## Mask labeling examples
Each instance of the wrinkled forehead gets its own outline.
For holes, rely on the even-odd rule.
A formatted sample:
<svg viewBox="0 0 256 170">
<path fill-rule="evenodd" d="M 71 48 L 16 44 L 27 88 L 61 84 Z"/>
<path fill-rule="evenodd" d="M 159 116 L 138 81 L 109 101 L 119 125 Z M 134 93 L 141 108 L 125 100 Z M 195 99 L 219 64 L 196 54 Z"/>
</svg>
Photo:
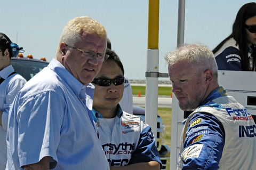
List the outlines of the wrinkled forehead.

* * *

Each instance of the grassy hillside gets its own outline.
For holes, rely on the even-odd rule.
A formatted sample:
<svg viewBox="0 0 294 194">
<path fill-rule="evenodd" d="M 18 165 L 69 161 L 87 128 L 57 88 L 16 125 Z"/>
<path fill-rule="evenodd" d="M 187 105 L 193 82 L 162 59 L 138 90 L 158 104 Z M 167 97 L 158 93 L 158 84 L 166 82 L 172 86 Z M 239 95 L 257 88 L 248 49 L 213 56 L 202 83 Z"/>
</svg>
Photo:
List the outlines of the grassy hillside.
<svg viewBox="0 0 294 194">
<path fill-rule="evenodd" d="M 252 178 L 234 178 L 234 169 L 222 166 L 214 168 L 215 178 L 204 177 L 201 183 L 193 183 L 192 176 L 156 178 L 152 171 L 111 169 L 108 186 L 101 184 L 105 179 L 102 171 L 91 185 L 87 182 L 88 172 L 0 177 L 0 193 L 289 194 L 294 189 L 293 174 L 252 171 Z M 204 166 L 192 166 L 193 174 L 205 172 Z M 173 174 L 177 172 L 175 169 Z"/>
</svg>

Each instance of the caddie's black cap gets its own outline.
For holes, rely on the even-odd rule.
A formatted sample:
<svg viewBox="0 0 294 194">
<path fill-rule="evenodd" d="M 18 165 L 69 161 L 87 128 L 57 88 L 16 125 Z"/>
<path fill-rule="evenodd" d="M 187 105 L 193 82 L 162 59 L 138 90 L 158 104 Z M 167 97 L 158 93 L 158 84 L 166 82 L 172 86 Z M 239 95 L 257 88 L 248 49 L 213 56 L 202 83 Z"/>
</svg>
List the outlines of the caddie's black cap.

## Exercise objective
Copy out every line of the entries above that contains the word "grassy". Treat uppercase and lowercase letters as different.

## Completed task
Each instance of the grassy hillside gets its own outline.
List the outlines of the grassy hillside.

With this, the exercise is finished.